Segment Start: Provided information

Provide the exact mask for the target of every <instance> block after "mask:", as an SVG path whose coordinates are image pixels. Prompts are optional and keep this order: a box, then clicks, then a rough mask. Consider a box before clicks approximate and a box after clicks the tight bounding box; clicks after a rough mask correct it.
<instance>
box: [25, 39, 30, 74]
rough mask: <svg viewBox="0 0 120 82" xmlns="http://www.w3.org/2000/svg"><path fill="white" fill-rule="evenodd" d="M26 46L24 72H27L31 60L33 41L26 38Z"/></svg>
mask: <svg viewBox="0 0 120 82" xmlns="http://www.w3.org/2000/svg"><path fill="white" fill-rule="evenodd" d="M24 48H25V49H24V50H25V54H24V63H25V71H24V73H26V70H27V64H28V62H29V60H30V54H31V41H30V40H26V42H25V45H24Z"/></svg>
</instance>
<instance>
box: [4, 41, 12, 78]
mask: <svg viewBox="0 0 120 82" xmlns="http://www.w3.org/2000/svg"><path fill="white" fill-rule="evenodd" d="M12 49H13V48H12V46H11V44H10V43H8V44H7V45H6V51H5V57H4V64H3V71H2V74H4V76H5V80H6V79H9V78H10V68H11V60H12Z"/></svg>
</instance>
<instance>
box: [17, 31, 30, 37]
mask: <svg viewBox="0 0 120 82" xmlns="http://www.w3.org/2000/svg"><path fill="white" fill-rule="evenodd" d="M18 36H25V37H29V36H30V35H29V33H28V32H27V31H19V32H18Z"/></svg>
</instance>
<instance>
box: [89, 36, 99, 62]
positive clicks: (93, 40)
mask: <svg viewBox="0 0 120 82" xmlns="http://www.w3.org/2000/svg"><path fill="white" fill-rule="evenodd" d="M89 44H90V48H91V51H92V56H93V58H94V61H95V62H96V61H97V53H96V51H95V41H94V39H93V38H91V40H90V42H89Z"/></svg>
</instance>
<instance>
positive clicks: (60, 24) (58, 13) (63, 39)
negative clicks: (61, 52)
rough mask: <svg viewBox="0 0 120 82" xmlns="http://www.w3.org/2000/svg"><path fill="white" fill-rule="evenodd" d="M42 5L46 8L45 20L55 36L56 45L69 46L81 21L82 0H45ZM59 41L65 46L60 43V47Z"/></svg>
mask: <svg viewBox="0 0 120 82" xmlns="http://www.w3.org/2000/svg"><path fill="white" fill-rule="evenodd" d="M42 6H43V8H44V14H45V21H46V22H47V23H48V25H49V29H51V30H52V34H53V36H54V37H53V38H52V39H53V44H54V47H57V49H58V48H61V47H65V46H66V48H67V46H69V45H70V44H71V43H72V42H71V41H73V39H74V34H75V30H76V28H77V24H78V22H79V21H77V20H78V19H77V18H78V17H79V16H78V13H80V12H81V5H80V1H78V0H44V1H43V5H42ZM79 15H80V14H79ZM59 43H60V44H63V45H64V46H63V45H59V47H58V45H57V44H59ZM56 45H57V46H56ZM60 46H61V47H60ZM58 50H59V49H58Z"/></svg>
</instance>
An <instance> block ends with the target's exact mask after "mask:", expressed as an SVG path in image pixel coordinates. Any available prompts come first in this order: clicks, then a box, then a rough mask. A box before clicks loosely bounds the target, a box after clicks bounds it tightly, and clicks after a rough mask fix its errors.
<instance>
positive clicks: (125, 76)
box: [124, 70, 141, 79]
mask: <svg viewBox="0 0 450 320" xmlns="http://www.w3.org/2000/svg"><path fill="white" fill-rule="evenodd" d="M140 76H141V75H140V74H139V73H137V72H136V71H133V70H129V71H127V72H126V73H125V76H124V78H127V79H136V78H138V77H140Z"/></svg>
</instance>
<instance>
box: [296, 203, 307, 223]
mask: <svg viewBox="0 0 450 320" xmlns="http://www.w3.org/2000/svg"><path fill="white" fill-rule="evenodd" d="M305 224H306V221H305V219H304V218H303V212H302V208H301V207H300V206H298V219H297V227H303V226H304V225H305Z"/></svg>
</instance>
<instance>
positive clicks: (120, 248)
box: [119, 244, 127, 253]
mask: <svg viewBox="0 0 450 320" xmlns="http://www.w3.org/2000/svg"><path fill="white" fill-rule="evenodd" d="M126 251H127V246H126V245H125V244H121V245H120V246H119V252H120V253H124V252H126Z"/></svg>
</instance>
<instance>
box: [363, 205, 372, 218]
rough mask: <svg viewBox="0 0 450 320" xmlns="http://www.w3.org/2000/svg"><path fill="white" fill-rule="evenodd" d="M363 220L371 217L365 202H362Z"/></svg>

Segment End: Provided information

◆ Problem
Count how many lines of the entries contain the word "after", and respond with that count only.

◆ Answer area
2